READING PASSAGE >>

# Introduction <a name="1"></a>

The course project is based on the [Home Credit Default Risk (HCDR)  Kaggle Competition](https://www.kaggle.com/c/home-credit-default-risk/). The goal of this project is to predict whether or not a client will repay a loan. In order to make sure that people who struggle to get loans due to insufficient or non-existent credit histories have a positive loan experience, Home Credit makes use of a variety of alternative data--including telco and transactional information--to predict their clients' repayment abilities.
It took place from May 17, 2018 to August 29, 2018. For information on the winning entries, please see [here](https://www.kaggle.com/c/home-credit-default-risk/leaderboard/).

In this notebook, we follow a traditional data science project process to address the HCDR challenge of predicting fclients' repayment abilities using telco and transactional information.  

* We extract, transform, and load the data (**ETL**).

PROBLEM A >>
According to the introduction, during what dates did the Home Credit Default Risk competition run?
PROBLEM B >>
Copy everything in the introduction from "It took place" down to "the data (**ETL**).", replacing "notebook" with "report".

MATERIAL PROVIDED >>
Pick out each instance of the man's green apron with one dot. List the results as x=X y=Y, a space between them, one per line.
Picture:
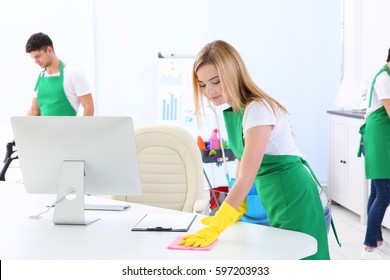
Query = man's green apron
x=287 y=191
x=51 y=96
x=376 y=139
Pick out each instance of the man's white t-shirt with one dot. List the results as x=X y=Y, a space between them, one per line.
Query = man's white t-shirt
x=381 y=91
x=281 y=140
x=75 y=85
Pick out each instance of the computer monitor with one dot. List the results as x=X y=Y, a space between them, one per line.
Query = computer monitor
x=74 y=156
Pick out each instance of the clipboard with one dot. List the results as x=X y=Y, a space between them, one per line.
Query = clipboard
x=172 y=222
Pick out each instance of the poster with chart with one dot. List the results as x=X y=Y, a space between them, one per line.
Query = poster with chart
x=175 y=91
x=175 y=104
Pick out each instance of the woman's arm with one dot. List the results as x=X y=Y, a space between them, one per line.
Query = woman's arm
x=256 y=140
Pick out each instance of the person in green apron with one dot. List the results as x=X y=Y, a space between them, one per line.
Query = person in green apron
x=59 y=89
x=260 y=137
x=375 y=145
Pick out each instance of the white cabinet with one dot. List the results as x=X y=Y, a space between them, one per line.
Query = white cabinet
x=347 y=183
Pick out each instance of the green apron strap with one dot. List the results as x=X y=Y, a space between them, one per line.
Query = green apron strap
x=385 y=68
x=39 y=79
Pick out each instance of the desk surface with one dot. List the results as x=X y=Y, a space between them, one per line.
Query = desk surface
x=111 y=237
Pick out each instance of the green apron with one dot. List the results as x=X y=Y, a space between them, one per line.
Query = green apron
x=51 y=97
x=376 y=139
x=286 y=189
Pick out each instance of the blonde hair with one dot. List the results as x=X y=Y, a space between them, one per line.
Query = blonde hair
x=235 y=79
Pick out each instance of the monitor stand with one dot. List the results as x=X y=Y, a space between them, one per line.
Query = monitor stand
x=69 y=208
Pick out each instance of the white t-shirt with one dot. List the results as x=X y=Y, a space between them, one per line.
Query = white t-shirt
x=75 y=85
x=281 y=141
x=381 y=91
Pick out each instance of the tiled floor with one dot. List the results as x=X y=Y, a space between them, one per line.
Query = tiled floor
x=351 y=234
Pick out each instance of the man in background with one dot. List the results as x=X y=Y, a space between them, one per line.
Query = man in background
x=60 y=89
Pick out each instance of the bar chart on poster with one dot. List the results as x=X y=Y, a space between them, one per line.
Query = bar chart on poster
x=175 y=94
x=175 y=91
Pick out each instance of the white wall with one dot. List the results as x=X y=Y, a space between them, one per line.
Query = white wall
x=366 y=37
x=69 y=24
x=292 y=50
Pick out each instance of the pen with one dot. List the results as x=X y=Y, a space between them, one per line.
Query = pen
x=159 y=229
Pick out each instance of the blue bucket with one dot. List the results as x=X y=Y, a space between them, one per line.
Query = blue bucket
x=256 y=213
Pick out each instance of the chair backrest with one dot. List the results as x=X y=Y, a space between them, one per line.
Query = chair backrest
x=170 y=166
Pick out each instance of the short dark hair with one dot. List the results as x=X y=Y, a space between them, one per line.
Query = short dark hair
x=38 y=41
x=388 y=56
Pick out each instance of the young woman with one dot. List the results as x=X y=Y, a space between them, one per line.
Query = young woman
x=261 y=139
x=375 y=135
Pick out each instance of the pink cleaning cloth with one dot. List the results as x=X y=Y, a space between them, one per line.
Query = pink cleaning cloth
x=175 y=246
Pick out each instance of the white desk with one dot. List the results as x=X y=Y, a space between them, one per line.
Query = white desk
x=111 y=237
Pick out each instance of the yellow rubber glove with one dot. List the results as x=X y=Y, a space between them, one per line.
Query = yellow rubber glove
x=242 y=209
x=225 y=216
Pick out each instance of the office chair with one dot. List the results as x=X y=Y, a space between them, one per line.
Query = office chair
x=171 y=169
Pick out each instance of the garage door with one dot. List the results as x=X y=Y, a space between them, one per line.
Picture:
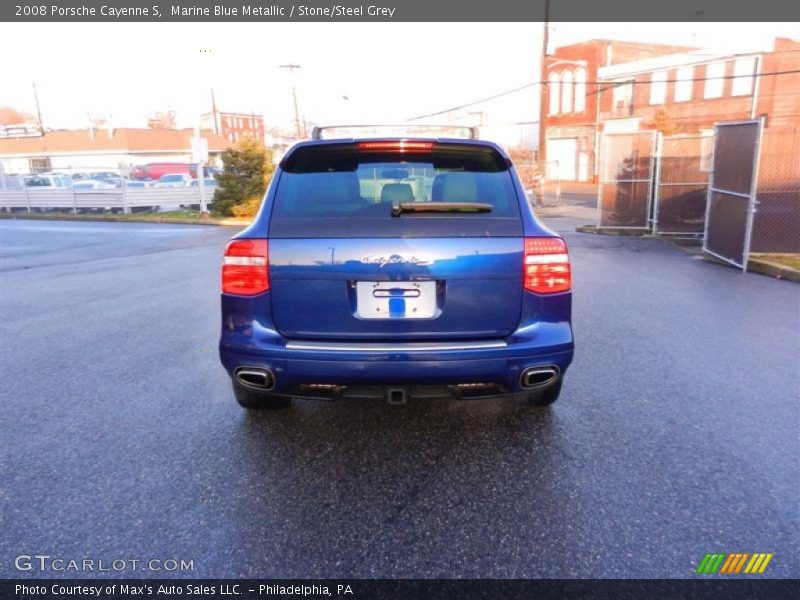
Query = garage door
x=565 y=151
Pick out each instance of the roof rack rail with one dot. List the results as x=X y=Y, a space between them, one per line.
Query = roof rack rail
x=403 y=130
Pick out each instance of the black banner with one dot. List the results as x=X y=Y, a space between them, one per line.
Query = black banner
x=358 y=589
x=397 y=10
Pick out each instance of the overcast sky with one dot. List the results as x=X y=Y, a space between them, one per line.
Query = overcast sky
x=388 y=72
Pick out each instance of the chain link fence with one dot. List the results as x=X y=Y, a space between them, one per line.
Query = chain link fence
x=683 y=166
x=542 y=182
x=626 y=179
x=776 y=218
x=730 y=194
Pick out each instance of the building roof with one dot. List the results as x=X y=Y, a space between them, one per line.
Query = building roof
x=663 y=62
x=120 y=140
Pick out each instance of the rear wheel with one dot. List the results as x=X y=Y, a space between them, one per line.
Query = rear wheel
x=546 y=396
x=253 y=400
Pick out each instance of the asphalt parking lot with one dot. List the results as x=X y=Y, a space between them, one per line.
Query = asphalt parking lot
x=676 y=433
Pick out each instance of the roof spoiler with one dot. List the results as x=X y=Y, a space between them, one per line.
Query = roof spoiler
x=404 y=130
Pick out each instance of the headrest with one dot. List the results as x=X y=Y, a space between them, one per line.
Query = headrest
x=332 y=188
x=455 y=187
x=399 y=192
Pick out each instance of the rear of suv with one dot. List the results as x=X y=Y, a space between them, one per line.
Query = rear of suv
x=395 y=268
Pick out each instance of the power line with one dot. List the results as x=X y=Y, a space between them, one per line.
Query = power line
x=607 y=83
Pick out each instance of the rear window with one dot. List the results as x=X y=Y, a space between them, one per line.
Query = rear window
x=339 y=190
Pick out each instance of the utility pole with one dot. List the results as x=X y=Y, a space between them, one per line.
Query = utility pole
x=38 y=110
x=214 y=112
x=292 y=67
x=543 y=91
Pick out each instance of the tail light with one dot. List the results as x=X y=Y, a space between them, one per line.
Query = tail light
x=400 y=146
x=244 y=268
x=546 y=268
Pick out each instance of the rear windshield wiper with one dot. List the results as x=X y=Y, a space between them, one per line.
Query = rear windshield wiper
x=399 y=208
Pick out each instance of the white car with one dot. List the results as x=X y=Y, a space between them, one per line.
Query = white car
x=92 y=184
x=48 y=180
x=175 y=180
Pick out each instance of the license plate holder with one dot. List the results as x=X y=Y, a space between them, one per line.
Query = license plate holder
x=395 y=299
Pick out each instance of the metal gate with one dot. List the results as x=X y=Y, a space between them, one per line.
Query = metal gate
x=681 y=188
x=626 y=180
x=729 y=209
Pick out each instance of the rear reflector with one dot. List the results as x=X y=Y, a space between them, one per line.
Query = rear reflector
x=396 y=146
x=546 y=268
x=244 y=268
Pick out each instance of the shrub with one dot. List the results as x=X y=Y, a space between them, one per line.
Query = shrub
x=247 y=170
x=248 y=208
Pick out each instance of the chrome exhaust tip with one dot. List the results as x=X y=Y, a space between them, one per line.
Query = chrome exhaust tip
x=539 y=377
x=255 y=378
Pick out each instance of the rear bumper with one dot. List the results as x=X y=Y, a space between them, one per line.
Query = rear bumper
x=498 y=362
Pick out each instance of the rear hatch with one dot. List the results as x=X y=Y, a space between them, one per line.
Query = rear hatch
x=391 y=240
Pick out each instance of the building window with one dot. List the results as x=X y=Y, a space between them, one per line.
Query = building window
x=566 y=92
x=715 y=83
x=580 y=90
x=622 y=96
x=658 y=87
x=38 y=165
x=683 y=84
x=555 y=88
x=743 y=76
x=707 y=150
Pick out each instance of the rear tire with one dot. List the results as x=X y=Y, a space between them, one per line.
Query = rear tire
x=252 y=400
x=546 y=396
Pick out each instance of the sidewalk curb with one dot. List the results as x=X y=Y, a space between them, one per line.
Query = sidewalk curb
x=611 y=231
x=116 y=219
x=765 y=267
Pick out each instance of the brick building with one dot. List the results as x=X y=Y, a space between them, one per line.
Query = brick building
x=607 y=86
x=233 y=126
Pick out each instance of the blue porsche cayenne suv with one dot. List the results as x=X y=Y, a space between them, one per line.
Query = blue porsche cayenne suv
x=396 y=267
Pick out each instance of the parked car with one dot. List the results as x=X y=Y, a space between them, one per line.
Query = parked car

RESPONSE AREA A >>
It ran from May 17, 2018 to August 29, 2018.

RESPONSE AREA B >>
It took place from May 17, 2018 to August 29, 2018. For information on the winning entries, please see [here](https://www.kaggle.com/c/home-credit-default-risk/leaderboard/).

In this report, we follow a traditional data science project process to address the HCDR challenge of predicting fclients' repayment abilities using telco and transactional information.  

* We extract, transform, and load the data (**ETL**).